Fifth Estater: Fox News' Chris Wallace

Chris Wallace grew up pretending to be a newsman. As a child, during car rides with his stepfather, former CBS News president Bill Leonard, the two would pretend together.

“If the car hit a milestone, say 20,000 miles,” Wallace recalls, “we would do a special report. He would be the anchor, and I would be on the assembly line in Detroit with the guy who had made the car. And then I'd be the White House correspondent talking about what this meant for the balance-of-trade deficit because this was a terrific General Motors car.”

Unlike GM, a victim of its failure to adapt to the changing marketplace, Wallace has long recognized the market forces converging on the television industry. In 2003, after more than 25 years in broadcast news at NBC and ABC (plus five years at local stations in Chicago and New York), he left for cable and Fox News, where he presides over political coverage and hosts the public affairs program Fox News Sunday.

For a pedigreed newsman like Wallace, the move to cable made perfect sense. “It struck me as almost silly to work at a news organization that wasn't on the air most of the time,” he says.

Wallace actually began his career in print. It was a move his stepfather Leonard suggested, putting him at odds with Chris' father, Mike—a towering figure in television journalism. (Wallace's parents divorced when he was a baby. His relationship with his father really began when he was a teenager.)

Excerpted data
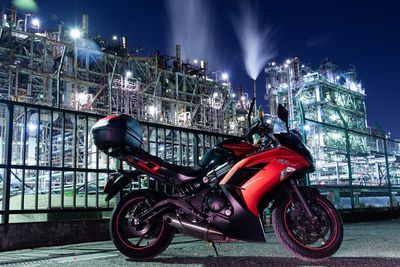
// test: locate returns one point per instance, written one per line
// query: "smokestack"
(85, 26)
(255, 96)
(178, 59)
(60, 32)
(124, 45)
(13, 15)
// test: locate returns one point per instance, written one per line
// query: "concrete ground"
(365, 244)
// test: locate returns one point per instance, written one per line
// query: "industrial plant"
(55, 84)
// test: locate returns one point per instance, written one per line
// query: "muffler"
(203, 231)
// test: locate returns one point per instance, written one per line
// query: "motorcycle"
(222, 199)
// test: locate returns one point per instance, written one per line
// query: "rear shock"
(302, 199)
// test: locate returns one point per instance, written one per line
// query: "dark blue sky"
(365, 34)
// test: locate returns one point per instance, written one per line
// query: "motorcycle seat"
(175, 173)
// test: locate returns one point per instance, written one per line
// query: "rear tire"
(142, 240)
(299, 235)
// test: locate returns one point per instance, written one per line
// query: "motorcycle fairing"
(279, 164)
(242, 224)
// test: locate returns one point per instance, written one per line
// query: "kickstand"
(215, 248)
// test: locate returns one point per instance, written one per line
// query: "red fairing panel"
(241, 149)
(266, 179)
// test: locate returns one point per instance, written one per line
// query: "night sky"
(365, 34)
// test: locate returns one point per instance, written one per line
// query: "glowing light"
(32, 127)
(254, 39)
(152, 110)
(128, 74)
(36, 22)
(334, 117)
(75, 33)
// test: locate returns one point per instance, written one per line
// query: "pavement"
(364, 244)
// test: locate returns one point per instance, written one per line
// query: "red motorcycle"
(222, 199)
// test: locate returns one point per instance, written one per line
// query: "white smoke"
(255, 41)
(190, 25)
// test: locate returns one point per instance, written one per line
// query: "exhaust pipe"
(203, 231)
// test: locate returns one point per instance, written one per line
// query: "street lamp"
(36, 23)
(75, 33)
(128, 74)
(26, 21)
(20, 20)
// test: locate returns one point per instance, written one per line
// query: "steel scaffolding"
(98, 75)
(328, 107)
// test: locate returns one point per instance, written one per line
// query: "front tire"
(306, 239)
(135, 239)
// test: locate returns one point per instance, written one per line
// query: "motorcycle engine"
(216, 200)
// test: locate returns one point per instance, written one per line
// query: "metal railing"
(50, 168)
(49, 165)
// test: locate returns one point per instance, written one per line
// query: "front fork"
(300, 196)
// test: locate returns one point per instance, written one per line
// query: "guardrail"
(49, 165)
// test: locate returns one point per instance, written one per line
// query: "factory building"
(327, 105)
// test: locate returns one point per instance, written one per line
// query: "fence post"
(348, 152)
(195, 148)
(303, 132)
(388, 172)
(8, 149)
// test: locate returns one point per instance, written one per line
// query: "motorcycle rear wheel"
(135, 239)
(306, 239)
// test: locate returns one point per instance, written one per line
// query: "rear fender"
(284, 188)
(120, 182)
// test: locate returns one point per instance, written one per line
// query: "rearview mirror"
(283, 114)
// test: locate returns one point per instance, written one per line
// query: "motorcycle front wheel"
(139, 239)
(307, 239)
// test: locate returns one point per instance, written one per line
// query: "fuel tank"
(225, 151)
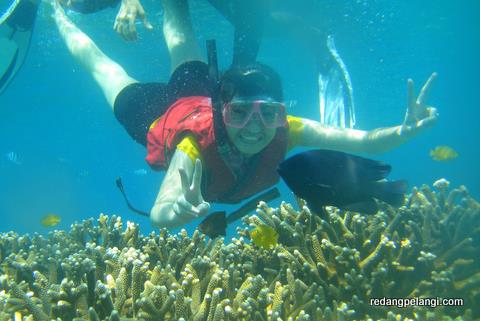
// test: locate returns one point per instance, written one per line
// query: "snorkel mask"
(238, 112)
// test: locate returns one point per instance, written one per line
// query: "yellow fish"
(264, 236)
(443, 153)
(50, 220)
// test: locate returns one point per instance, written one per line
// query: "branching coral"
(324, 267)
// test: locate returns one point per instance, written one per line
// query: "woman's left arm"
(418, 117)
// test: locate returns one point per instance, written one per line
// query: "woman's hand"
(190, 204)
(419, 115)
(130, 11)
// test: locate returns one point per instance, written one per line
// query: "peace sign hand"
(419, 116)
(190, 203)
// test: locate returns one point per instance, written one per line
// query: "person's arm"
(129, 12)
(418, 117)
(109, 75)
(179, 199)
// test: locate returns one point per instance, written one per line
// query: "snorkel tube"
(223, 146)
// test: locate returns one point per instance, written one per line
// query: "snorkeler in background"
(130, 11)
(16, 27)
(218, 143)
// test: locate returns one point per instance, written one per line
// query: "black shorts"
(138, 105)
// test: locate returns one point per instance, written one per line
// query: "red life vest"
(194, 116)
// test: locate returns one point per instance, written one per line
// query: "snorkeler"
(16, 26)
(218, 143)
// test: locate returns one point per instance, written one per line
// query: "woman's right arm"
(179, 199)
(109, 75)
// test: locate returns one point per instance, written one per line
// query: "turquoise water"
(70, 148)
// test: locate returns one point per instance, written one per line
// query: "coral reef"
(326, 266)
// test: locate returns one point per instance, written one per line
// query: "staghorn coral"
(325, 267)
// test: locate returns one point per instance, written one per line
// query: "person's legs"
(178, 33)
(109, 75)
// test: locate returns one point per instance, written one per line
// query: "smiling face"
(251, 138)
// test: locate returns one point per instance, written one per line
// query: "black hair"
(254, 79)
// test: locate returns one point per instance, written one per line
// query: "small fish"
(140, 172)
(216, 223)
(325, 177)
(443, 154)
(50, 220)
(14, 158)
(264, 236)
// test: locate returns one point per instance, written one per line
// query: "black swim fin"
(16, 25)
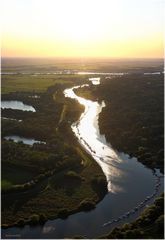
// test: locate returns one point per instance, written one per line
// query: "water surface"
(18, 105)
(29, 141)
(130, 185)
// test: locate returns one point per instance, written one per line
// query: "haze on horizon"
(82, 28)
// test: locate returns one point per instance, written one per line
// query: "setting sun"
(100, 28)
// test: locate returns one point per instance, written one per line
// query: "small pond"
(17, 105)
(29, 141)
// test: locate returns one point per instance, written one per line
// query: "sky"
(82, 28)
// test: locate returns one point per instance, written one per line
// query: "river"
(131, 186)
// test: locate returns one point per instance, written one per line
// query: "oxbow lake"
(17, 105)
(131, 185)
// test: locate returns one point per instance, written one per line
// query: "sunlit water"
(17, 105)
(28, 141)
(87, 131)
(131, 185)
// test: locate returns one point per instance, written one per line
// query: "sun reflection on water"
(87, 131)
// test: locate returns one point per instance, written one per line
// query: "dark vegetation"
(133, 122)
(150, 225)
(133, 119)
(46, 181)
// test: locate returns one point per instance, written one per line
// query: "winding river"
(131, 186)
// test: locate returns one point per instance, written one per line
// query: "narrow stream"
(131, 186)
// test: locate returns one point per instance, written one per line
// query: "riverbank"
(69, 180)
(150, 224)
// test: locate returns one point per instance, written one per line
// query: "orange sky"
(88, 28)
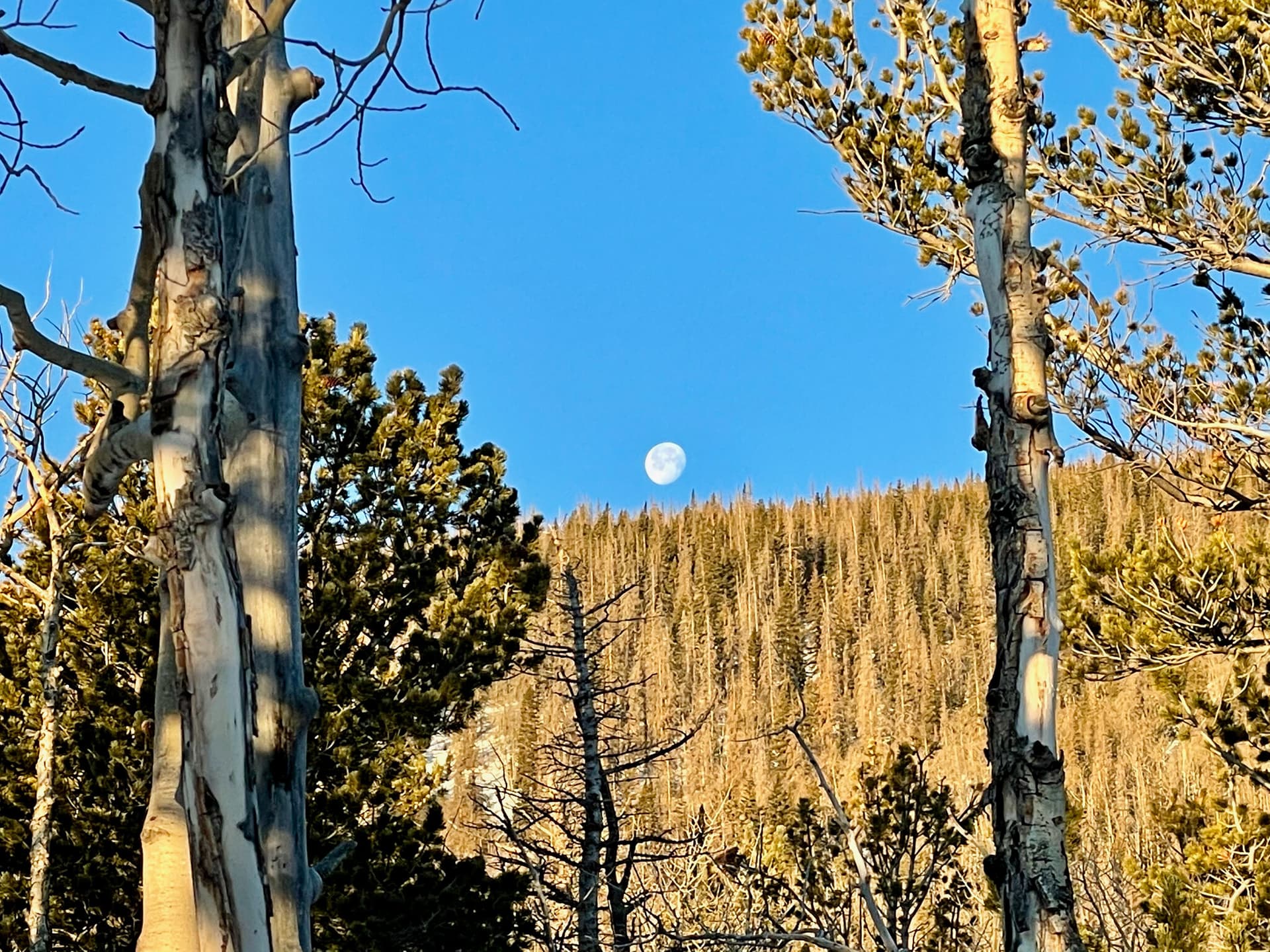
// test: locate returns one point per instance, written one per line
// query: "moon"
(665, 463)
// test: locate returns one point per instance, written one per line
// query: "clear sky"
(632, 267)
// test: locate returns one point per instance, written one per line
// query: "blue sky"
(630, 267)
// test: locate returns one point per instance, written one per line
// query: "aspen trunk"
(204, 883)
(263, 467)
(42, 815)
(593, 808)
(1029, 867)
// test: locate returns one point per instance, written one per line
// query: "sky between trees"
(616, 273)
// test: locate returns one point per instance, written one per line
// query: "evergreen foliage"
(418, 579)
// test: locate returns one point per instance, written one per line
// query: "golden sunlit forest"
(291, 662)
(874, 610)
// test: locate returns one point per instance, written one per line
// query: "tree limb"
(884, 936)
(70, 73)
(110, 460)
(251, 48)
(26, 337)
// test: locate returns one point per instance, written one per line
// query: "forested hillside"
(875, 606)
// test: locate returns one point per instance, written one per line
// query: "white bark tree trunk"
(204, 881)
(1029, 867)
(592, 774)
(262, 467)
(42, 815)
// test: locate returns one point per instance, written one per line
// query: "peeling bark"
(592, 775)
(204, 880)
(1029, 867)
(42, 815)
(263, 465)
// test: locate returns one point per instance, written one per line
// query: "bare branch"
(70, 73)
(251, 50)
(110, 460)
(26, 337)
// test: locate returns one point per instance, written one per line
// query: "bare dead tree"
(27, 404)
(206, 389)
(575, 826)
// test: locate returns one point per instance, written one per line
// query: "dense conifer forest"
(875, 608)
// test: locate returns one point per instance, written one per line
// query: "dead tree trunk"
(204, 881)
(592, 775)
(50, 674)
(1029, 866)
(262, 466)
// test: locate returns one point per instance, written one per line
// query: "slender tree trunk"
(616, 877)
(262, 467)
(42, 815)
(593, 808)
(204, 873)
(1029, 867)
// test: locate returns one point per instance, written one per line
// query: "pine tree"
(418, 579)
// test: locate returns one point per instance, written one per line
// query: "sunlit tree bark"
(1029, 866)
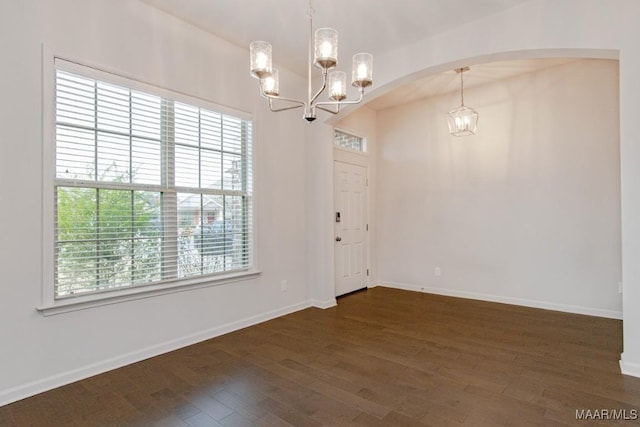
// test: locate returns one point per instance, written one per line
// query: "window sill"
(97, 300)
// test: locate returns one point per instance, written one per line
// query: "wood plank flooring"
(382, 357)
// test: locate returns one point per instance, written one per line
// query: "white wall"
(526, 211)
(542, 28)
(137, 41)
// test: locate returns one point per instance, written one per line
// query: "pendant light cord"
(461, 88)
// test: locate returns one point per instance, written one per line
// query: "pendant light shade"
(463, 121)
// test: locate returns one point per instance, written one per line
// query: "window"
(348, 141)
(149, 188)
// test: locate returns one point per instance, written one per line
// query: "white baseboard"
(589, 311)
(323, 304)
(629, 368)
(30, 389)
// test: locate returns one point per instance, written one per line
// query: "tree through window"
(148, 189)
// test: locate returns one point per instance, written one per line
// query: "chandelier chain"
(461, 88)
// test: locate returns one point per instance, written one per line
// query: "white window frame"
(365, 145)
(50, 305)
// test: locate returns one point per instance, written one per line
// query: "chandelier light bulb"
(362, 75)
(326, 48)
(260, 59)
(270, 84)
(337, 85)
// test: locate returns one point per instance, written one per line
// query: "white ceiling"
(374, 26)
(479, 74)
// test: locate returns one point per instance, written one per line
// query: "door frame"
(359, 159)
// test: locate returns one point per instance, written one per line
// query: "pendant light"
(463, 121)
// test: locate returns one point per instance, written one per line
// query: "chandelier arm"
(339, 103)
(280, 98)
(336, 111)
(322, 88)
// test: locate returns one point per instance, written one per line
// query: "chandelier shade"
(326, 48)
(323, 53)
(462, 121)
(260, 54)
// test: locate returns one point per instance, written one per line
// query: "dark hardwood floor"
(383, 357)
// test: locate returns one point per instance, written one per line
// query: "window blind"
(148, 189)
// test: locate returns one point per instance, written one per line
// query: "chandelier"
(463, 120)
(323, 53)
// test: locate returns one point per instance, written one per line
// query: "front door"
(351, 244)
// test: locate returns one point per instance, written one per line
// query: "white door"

Exercises to complete
a. In what year did Chris Wallace leave broadcast news for Fox News, according to the Chris Wallace profile?
b. Which television news organizations are named in the Chris Wallace profile? List all of them.

Exercise answers
a. 2003

b. CBS News, NBC, ABC, Fox News